My DPhil project aims to exploit homology-independent targeted integration (HITI) for the treatment of disease. The main goal of this work is to improve gene therapy efficacy, allowing the treatment of genetic diseases, in particular those caused by a dominant gain-of-function mutation. The HITI approach is a form of gene editing, which allows simultaneous excision of dysfunctional genes and replacement with healthy copies to treat patients with specific genetic conditions.
In my current work, I am focusing on using HITI in the liver to treat alpha-1 antitrypsin (AAT) deficiency. AAT is a protein produced in the liver which protects our lungs; without it, the lungs can be damaged over time, contributing to the development of chronic obstructive pulmonary disease (COPD). This research is funded by an ABVIP studentship jointly funded by the Biological Sciences Research Council (BBSRC) and Oxford Biomedica.
Prior to joining the Gene Medicine Research group, I received an integrated Masters degree (MSci) in Molecular and Cellular Biology from The University of Glasgow. During my placement year, I worked with the Paul O’Gorman Institute to investigate links between patient prognosis and CML genetics. For my dissertation, I have discussed synthetic generation of bacteriophages. Finally, as my final year research project, I worked at the Glasgow Royal Infirmary investigating MDM2 and p53 in a transgenic SCC mouse model.

Dataset items:
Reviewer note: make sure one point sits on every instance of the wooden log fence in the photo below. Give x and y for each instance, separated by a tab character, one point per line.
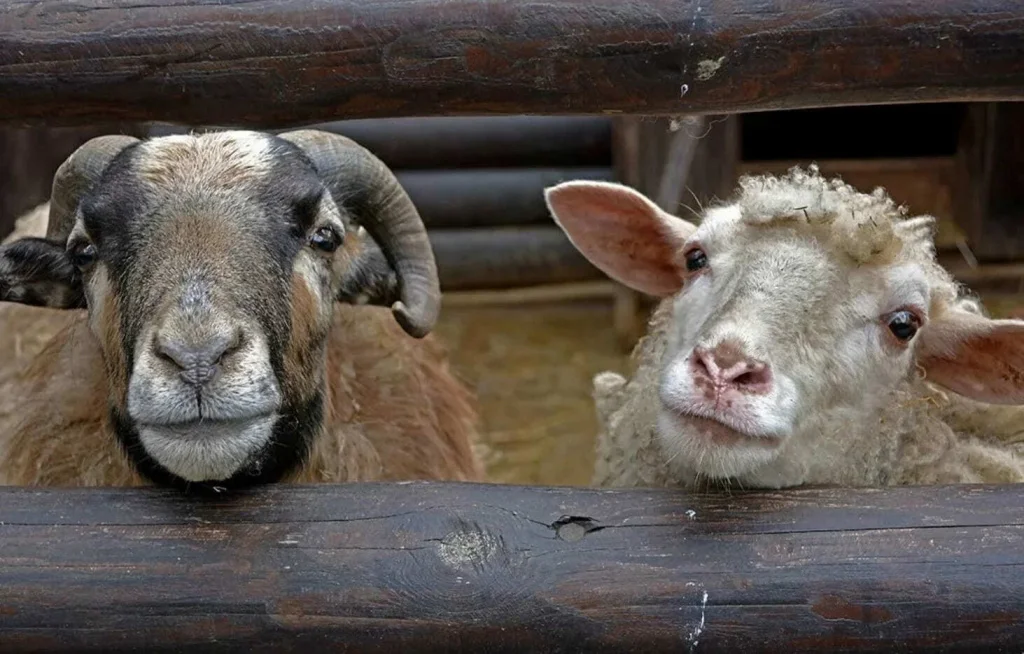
430	567
493	198
270	63
458	567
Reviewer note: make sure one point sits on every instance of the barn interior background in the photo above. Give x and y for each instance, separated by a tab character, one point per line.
528	321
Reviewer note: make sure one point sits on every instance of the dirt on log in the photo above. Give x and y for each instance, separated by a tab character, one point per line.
431	567
271	63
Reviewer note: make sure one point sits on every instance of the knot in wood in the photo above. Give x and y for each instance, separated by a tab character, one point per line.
573	528
469	547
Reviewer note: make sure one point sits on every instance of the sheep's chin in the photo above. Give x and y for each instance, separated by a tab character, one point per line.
207	450
711	448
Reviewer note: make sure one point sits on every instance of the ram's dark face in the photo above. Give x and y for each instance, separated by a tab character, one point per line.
210	265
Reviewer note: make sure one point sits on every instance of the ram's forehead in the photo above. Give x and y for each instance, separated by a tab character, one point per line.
217	159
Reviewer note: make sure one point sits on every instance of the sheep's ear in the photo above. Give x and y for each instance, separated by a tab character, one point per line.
38	272
623	233
975	356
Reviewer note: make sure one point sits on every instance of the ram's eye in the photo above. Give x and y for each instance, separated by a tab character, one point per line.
82	255
695	260
903	324
326	240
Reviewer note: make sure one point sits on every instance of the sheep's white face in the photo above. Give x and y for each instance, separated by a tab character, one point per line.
771	328
803	302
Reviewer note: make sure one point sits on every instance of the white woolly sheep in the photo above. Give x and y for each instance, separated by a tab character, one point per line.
806	335
202	292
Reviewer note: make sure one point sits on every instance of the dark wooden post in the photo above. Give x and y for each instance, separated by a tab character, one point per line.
431	567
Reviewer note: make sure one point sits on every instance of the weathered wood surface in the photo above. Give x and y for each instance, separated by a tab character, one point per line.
485	141
990	180
487	198
508	257
30	157
263	62
469	568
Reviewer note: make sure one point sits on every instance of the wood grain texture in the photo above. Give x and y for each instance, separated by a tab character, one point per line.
508	257
472	141
263	62
493	198
456	567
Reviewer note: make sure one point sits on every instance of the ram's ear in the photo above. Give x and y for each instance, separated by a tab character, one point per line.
975	356
622	232
38	272
368	277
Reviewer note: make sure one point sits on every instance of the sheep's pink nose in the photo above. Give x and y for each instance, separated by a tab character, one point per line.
199	359
726	366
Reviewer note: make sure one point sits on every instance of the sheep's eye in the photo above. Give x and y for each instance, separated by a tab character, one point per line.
83	255
903	324
326	240
695	260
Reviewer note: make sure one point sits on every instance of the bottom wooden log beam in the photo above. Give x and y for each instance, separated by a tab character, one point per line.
430	567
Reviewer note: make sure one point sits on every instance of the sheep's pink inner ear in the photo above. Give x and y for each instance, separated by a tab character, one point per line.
622	232
976	357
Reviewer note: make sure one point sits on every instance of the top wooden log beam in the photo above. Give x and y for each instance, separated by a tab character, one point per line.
267	63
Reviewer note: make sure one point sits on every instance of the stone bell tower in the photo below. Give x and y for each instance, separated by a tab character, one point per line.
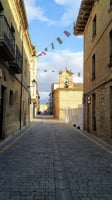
66	79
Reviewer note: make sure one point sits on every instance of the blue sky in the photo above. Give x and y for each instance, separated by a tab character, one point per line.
48	19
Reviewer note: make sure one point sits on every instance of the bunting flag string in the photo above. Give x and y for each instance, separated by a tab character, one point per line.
67	33
78	74
59	40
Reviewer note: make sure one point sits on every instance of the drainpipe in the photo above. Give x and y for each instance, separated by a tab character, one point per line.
21	89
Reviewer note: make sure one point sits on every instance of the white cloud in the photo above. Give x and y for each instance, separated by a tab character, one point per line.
36	12
71	11
58	61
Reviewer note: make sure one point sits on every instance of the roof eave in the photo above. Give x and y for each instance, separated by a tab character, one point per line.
83	16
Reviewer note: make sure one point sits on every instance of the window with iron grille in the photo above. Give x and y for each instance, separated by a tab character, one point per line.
93	67
11	98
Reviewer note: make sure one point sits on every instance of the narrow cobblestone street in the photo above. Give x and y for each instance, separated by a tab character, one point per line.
54	161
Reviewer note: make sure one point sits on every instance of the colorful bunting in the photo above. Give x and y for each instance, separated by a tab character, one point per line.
52	45
67	33
43	53
46	49
78	74
59	40
39	55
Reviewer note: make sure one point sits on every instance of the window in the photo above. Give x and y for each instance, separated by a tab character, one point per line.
1	7
111	47
66	83
94	26
93	67
94	112
110	3
11	98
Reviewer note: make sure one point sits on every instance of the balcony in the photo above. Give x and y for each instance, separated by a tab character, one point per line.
15	66
7	42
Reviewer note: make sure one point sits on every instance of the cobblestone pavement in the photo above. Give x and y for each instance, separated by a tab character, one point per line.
54	161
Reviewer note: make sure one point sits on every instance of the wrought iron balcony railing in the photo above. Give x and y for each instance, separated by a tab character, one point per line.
7	41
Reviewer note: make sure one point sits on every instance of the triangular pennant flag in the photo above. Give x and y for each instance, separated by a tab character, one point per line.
59	40
67	33
52	45
78	74
39	55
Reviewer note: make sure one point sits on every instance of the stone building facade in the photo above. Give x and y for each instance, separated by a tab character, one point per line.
67	96
16	54
94	21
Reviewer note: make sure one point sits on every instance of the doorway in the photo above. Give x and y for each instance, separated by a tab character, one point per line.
2	111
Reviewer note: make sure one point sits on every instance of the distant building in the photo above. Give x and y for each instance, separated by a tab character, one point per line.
95	23
66	96
16	55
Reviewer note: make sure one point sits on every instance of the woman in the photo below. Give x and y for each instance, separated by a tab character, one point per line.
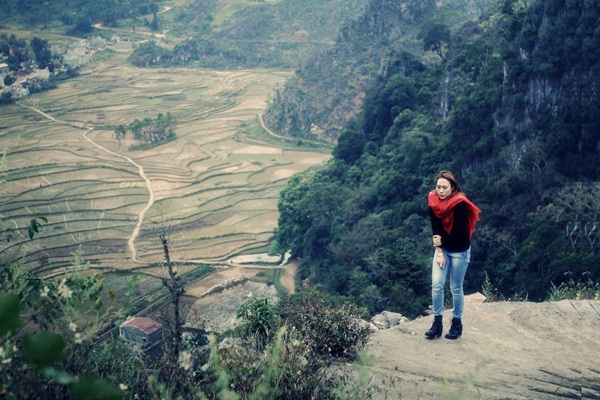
453	219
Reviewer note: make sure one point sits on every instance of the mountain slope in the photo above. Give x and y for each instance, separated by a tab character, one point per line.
513	111
330	87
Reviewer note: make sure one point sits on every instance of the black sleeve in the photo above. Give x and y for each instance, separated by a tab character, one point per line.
436	224
459	235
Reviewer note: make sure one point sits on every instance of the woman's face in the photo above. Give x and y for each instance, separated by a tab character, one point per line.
443	188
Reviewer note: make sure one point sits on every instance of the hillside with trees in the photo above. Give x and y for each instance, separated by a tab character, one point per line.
329	88
255	34
77	16
512	108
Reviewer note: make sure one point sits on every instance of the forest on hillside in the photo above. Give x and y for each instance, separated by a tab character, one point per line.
77	15
512	108
258	35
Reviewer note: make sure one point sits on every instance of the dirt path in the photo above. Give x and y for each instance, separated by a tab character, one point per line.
142	214
508	351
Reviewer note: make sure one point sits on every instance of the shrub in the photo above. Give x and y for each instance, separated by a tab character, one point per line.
329	326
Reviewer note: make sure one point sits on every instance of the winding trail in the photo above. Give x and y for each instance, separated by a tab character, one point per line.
142	214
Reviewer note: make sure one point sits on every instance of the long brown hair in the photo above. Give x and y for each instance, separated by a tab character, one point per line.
449	176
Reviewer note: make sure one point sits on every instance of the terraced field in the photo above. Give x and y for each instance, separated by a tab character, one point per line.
215	187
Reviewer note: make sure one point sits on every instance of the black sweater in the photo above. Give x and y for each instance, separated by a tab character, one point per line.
458	239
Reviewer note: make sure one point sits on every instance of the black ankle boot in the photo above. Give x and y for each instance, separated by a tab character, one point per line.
436	328
455	329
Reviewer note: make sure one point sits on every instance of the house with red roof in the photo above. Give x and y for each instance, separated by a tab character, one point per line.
143	332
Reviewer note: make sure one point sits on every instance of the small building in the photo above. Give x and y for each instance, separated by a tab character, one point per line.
143	332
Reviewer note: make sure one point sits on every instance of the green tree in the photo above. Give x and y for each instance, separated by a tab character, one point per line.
436	37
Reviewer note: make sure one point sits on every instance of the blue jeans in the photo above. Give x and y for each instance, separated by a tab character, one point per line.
456	265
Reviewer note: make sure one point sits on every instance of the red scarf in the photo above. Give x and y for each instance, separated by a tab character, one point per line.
443	209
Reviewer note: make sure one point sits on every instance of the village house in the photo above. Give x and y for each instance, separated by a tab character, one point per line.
78	54
142	332
17	91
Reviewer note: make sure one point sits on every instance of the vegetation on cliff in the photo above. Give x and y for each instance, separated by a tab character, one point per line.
329	88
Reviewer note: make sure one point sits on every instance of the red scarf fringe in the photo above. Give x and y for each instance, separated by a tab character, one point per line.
443	209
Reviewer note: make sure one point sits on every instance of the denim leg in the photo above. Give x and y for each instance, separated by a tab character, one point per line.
438	281
458	268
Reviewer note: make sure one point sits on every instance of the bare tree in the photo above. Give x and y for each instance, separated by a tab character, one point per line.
172	281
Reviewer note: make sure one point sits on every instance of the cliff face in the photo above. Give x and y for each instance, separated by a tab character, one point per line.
329	88
507	351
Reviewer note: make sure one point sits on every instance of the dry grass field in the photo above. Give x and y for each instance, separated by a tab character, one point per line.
215	187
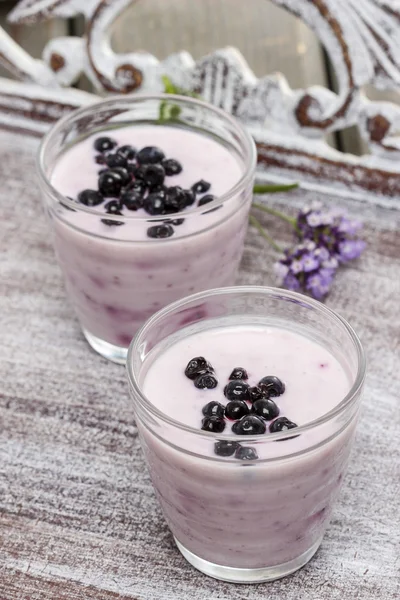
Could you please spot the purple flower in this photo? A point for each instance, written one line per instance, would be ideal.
(326, 239)
(309, 262)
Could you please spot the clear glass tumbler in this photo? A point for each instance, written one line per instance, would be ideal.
(116, 277)
(256, 520)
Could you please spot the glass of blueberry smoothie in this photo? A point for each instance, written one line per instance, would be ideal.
(148, 198)
(246, 413)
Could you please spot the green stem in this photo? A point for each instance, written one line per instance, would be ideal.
(265, 235)
(273, 189)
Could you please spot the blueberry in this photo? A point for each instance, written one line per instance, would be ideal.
(132, 200)
(265, 408)
(125, 176)
(90, 198)
(249, 425)
(136, 171)
(160, 231)
(281, 424)
(237, 390)
(104, 144)
(128, 152)
(200, 187)
(239, 373)
(113, 207)
(154, 175)
(196, 366)
(255, 393)
(206, 199)
(214, 409)
(206, 381)
(246, 453)
(175, 199)
(154, 204)
(226, 448)
(171, 166)
(138, 186)
(271, 386)
(236, 409)
(150, 155)
(116, 160)
(213, 424)
(190, 197)
(110, 183)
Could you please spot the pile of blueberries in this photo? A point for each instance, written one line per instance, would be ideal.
(136, 179)
(250, 407)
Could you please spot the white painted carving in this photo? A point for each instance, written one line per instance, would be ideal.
(362, 38)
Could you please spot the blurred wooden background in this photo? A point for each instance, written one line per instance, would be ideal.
(269, 38)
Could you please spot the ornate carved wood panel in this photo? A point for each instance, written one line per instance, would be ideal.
(362, 38)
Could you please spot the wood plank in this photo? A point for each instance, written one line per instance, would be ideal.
(78, 517)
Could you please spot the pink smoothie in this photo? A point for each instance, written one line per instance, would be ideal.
(265, 512)
(118, 276)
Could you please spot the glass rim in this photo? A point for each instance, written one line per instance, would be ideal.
(339, 409)
(245, 139)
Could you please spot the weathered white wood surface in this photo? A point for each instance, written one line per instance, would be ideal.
(78, 517)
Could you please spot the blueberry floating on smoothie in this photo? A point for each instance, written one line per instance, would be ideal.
(110, 183)
(197, 366)
(238, 373)
(132, 200)
(236, 409)
(190, 197)
(175, 200)
(281, 424)
(125, 176)
(90, 198)
(154, 204)
(237, 390)
(272, 386)
(213, 424)
(104, 144)
(150, 155)
(160, 231)
(246, 453)
(226, 448)
(201, 187)
(265, 408)
(255, 393)
(113, 207)
(206, 199)
(171, 166)
(127, 151)
(136, 171)
(116, 160)
(138, 186)
(206, 381)
(214, 409)
(249, 425)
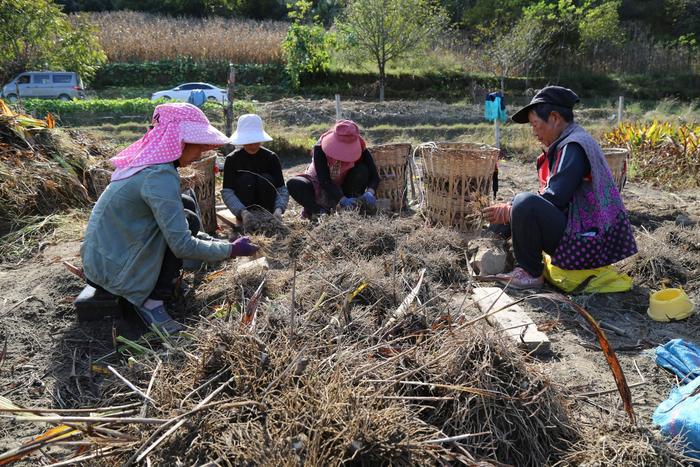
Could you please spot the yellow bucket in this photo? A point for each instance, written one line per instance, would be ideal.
(670, 305)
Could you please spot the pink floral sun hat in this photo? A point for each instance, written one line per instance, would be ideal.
(173, 125)
(343, 142)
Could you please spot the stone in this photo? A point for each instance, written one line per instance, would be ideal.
(489, 256)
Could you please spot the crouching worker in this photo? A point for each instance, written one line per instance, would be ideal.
(252, 174)
(578, 216)
(342, 173)
(139, 230)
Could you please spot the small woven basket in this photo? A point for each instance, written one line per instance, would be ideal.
(200, 177)
(391, 161)
(457, 179)
(617, 161)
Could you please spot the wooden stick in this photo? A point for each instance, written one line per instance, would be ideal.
(401, 311)
(139, 455)
(148, 390)
(76, 460)
(95, 409)
(452, 439)
(58, 419)
(131, 385)
(606, 391)
(5, 313)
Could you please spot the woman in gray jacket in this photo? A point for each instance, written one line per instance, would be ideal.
(138, 232)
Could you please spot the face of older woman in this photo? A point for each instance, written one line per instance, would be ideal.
(547, 131)
(193, 152)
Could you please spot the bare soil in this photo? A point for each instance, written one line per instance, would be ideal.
(48, 353)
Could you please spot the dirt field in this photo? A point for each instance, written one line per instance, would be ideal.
(48, 354)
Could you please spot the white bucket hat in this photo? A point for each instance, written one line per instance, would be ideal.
(249, 130)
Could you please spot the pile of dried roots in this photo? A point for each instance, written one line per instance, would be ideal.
(348, 350)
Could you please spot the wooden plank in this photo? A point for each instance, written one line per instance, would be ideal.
(516, 324)
(227, 217)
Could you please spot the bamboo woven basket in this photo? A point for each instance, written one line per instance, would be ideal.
(617, 161)
(457, 179)
(391, 161)
(200, 177)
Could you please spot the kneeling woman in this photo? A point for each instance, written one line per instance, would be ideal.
(253, 174)
(341, 174)
(139, 231)
(578, 217)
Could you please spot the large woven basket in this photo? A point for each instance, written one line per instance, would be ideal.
(391, 161)
(617, 161)
(457, 179)
(200, 177)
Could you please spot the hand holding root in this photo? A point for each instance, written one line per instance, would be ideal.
(498, 213)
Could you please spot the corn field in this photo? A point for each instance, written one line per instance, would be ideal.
(662, 152)
(133, 36)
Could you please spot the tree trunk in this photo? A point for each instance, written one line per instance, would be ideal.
(382, 80)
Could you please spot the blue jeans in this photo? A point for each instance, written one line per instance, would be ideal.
(536, 226)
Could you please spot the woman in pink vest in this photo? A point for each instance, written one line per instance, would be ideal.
(342, 173)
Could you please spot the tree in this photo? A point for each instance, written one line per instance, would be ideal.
(36, 34)
(388, 30)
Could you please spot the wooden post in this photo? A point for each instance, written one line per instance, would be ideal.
(497, 128)
(620, 106)
(228, 109)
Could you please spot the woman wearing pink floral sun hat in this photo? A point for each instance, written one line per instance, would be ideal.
(342, 173)
(139, 231)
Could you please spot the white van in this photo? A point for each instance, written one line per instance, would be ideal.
(64, 85)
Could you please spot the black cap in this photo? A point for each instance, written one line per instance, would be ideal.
(556, 95)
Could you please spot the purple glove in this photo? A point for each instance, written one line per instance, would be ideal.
(242, 247)
(369, 199)
(347, 203)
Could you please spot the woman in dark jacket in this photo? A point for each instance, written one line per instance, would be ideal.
(342, 173)
(578, 216)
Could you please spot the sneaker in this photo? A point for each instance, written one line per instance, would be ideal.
(160, 318)
(519, 278)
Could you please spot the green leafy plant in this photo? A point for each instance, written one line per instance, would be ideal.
(37, 34)
(307, 44)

_Assigned task A:_
Answer these questions using the research profile above:
(i) Which condition is the current work using HITI in the liver to treat?
(ii) What degree, and in what subject, was received from The University of Glasgow?
(iii) Where was the final year research project carried out?
_Assigned task B:_
Repeat the research profile word for word from "In my current" to "and Oxford Biomedica.".

_Exercise solution A:_
(i) Alpha-1 antitrypsin (AAT) deficiency
(ii) An integrated Masters degree (MSci) in Molecular and Cellular Biology
(iii) The Glasgow Royal Infirmary

_Exercise solution B:_
In my current work, I am focusing on using HITI in the liver to treat alpha-1 antitrypsin (AAT) deficiency. AAT is a protein produced in the liver which protects our lungs; without it, the lungs can be damaged over time, contributing to the development of chronic obstructive pulmonary disease (COPD). This research is funded by an ABVIP studentship jointly funded by the Biological Sciences Research Council (BBSRC) and Oxford Biomedica.